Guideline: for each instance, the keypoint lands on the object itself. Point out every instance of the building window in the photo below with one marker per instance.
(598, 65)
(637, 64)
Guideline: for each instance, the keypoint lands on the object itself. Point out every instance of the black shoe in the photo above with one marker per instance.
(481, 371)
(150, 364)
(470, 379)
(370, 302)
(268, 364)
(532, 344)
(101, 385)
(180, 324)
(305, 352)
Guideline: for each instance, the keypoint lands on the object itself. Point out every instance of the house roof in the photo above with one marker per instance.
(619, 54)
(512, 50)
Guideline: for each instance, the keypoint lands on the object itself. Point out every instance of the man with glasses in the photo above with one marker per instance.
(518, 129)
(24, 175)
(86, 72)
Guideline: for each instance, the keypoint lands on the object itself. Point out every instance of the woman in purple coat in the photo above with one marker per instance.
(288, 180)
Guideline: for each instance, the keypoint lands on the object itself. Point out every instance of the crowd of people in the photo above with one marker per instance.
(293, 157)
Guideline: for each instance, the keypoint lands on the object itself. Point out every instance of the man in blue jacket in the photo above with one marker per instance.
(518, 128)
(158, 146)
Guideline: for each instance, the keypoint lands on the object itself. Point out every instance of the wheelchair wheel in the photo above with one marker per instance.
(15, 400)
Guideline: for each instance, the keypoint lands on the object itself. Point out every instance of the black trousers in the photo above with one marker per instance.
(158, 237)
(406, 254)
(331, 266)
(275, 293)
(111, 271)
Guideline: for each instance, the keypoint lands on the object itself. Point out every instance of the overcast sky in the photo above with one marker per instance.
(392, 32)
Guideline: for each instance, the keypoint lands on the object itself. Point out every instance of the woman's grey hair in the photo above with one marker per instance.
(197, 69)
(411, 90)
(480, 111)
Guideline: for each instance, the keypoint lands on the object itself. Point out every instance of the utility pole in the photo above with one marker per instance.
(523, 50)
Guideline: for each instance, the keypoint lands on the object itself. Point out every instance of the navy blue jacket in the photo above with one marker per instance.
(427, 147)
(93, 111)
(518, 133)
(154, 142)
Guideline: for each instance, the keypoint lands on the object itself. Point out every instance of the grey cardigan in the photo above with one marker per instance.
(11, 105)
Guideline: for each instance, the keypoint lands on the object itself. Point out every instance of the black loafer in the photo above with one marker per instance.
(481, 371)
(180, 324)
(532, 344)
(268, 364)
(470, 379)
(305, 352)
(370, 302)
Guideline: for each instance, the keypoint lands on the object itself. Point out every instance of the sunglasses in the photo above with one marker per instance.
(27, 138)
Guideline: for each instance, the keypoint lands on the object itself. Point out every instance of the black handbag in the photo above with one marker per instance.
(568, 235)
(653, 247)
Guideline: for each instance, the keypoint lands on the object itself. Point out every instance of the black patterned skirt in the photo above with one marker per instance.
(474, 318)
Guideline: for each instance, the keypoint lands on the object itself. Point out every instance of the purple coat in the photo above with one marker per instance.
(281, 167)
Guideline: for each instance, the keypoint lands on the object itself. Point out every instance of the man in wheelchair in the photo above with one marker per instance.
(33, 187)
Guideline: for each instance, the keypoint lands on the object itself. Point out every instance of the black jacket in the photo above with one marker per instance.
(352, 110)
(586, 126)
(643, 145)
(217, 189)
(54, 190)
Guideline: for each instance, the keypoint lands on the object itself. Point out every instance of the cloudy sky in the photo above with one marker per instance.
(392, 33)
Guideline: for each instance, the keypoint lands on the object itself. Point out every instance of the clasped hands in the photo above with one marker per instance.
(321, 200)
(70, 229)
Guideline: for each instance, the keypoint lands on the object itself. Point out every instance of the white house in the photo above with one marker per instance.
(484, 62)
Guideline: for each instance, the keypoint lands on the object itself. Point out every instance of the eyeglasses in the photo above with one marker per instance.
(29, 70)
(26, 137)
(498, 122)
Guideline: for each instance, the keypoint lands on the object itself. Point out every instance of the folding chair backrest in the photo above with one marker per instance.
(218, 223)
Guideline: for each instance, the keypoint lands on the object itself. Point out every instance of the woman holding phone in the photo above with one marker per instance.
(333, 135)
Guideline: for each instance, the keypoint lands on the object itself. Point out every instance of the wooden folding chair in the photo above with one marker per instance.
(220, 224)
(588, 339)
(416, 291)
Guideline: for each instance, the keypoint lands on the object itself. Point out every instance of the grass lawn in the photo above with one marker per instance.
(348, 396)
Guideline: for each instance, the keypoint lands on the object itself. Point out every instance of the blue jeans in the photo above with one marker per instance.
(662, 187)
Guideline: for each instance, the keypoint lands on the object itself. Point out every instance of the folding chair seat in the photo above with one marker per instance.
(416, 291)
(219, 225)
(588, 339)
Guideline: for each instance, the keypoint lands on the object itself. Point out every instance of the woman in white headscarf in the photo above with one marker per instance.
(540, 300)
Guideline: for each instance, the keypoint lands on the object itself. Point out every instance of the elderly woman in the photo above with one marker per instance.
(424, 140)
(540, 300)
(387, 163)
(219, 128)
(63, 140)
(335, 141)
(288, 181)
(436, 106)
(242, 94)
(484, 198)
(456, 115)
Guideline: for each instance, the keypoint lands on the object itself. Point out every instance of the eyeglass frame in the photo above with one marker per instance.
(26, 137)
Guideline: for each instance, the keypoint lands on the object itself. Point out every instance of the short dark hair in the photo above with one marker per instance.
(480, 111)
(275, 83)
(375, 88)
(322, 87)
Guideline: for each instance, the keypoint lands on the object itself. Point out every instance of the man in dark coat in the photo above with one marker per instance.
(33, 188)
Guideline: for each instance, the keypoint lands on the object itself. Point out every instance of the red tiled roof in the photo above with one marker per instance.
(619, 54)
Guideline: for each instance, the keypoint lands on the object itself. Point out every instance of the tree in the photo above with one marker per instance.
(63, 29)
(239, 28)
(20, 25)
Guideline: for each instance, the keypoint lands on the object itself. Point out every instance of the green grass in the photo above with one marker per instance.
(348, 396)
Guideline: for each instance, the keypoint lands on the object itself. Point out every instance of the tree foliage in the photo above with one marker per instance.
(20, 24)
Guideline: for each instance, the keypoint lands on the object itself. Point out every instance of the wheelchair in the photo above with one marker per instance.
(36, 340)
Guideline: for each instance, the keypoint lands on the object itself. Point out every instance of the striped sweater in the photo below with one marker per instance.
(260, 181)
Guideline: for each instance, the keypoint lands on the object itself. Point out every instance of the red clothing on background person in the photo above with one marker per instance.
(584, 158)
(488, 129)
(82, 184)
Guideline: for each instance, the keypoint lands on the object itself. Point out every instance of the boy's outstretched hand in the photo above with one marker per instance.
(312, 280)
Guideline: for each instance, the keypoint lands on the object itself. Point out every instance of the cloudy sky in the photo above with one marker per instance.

================================

- [CHALLENGE] Repeat the data precisely, reproducing every entry.

- [RESULT]
Guideline: for each instance, the keypoint lands on the object itself. Point out every instance of the building window in the photo below with one marker per instance.
(598, 65)
(637, 64)
Guideline: for each instance, the keypoint lands on the object itself. Point out every instance of the black shoe in the photo above with one marker per instance.
(481, 371)
(150, 364)
(470, 379)
(370, 302)
(268, 364)
(532, 344)
(101, 385)
(180, 324)
(305, 352)
Guideline: for each instance, the keypoint lands on the object itself. Point out every instance of the house roof in the photo above with one marker per instance.
(619, 54)
(512, 50)
Guideline: for each instance, the keypoint lands on the object itself. Point out every instance of the man with glasses in the photo above with one marker per instance.
(518, 129)
(24, 175)
(86, 72)
Guideline: for each instance, the keypoint lands on the object itself. Point out every instance of the woman in purple coat in the photo above with one marker per instance.
(288, 180)
Guideline: for each instance, the keypoint lands on the object itself. Point out every instance of the crowd of people in the photo above with one marker per instance.
(293, 157)
Guideline: for each instance, the keypoint lands on the object itself. Point out every instance of the man in blue jacket in the photo above with one marker per instance.
(518, 128)
(158, 146)
Guideline: for each instance, the keypoint lands on the object itself. Point out every instance of the wheelchair wheel in the photo above with one marker per instance.
(15, 400)
Guideline: for each instance, the keypoint lands on the object itself. Point out every instance of the black trousers in the photo above with one marker per instance.
(158, 237)
(406, 254)
(331, 266)
(275, 293)
(111, 271)
Guideline: for each instance, the keypoint lands on the object itself. Point out every instance of the overcast sky in the photo above with one marker per instance.
(392, 32)
Guideline: for each instance, the keypoint lands on the object itself. Point out every instance of the woman's grey hair in the photo above with one marker per instance.
(197, 69)
(411, 90)
(480, 111)
Guideline: for each instance, the keypoint lands on the object itself. Point out every instance of the utility pole in the photo above with one marker per instance.
(523, 50)
Guideline: for each instance, the keypoint lands on the object itself. Point out every instance of the navy blue jacket in the photo above with one marker per instance.
(427, 147)
(93, 111)
(518, 133)
(154, 142)
Guideline: for each instance, the keypoint lands on the object itself. Point out every instance of the grey cardigan in the photo above with one marker per instance.
(11, 105)
Guideline: for each instance, the keypoint lands on the object itself. Point out every instance of the black loafer in the photo above with one marker per instance.
(481, 371)
(180, 324)
(532, 344)
(268, 364)
(470, 379)
(305, 352)
(370, 302)
Guideline: for each instance, the keypoint lands on the object itself. Point out every instance of the sunglasses in the photo above with one marker per instance.
(27, 138)
Guideline: for each instance, the keypoint lands on the object itself. Point out every instance of the black handbag in the photo above with one marker per instance.
(568, 235)
(653, 247)
Guideline: for each instance, the keypoint lands on the object itself. Point out every instance of the black patterned skirt in the photo above with one marker per instance.
(474, 318)
Guideline: for each instance, the keypoint lands on the object itself. Point out every instance of the purple coat in the photo above with one marker per instance.
(281, 167)
Guideline: for each instance, the keypoint lands on the object itself. Point out every instance of the man in wheelchair in the photo above with one marker per instance.
(33, 187)
Guideline: for each instance, the keypoint lands on the object itself. Point out every instance of the black jacket in the photo above with one marker per instance.
(352, 110)
(586, 126)
(643, 145)
(217, 189)
(54, 190)
Guideline: for each instance, the keypoint lands on the object itself. Point out every instance of the cloudy sky in the photo above with one marker per instance.
(392, 33)
Guideline: for each instance, the keypoint lands on the object itself. Point out every instance of the clasped hands in the photo above with one marker per instance.
(321, 200)
(70, 229)
Guideline: for each instance, the keypoint lands on the object itself. Point out every instance of the white house in the photo above with one marker per instance.
(484, 62)
Guideline: for each instance, the keypoint lands on the object itself. Point out every instance of the eyeglasses in the photo above with one marker per instance.
(29, 70)
(26, 137)
(498, 122)
Guideline: for each instance, the keypoint lands on the object itself. Point out every instance of the folding chair backrest in the photo above with one marker per instance.
(218, 223)
Guideline: for each instance, the keypoint lands on the object itself. Point out every instance of the woman holding phone in the photo above with one marker per instance.
(333, 135)
Guideline: for each instance, the keypoint lands on the object itself. Point out every instance of the wooden folding chair in the photo above with one marker per instance.
(220, 224)
(588, 339)
(416, 291)
Guideline: for each instance, the keypoint lands on the object itself. Point out every instance of the grass lawn in the photo above with one marker per instance.
(348, 396)
Guideline: for each instance, the keypoint lands on the object itself. Point out every instance of the blue jeans in the photo above with one marker per instance.
(662, 187)
Guideline: for each instance, the keypoint lands on the object itself. Point out every instance of the folding chair seat in the photo above with one marker per instance.
(416, 291)
(219, 225)
(588, 339)
Guideline: for each instance, the keypoint lands on the object itself. Point out every instance of the woman in white headscarf in the photo above with one marker per instance.
(540, 300)
Guideline: for each instance, the keypoint lands on the object itself. Point out every instance of the elderly woman in the photo above with one marker per instance.
(424, 140)
(540, 300)
(387, 163)
(219, 128)
(63, 140)
(335, 141)
(288, 181)
(436, 106)
(242, 94)
(484, 198)
(456, 115)
Guideline: for each instance, the keypoint lands on the object itself. Point out every instance of the eyeglass frame in the photo above with one marker per instance.
(26, 137)
Guideline: for each instance, the keypoint lands on the object itself. Point out every instance of the short dark hair in the photo above with one marker per instance.
(480, 111)
(275, 83)
(375, 88)
(322, 87)
Guideline: for each instance, the keypoint lands on the object itself. Point out every instance of the man in dark coat in the photo above with one marker per instance.
(33, 188)
Guideline: for each instance, the keypoint lands on the object itself. Point out every instance of the red tiled roof in the photo above with one marker per instance.
(619, 54)
Guideline: for each instance, the keypoint lands on the object itself. Point out every instance of the tree in the photo above with one marker per instance.
(63, 29)
(239, 28)
(20, 25)
Guideline: for each instance, the keypoint lands on the object itself. Point out every instance of the green grass in the photo above with one marker per instance.
(348, 396)
Guideline: for each instance, the keypoint lands on the object itself. Point out every instance of the tree foliage in the photo above with one marker per instance.
(20, 24)
Guideline: for each instance, the keypoint lands on the object itself. Point out every instance of the wheelchair in the photo above with one marker per instance.
(36, 340)
Guideline: for each instance, the keypoint lands on the object itself. Point out every instance of the striped sweater in the photo below with one marker per instance.
(260, 181)
Guideline: for each instance, the keypoint lands on the object itself. Point out every instance of the red clothing on background person in the photo above with one marker per instance.
(584, 158)
(488, 129)
(82, 184)
Guideline: for each instance, the keypoint lands on the object itself. Point out every instance of the boy's outstretched hand in the photo above with one marker per instance.
(312, 280)
Guideline: for each instance, the keypoint lands on the object itself. Point out every instance of the cloudy sky in the photo above with one marker per instance.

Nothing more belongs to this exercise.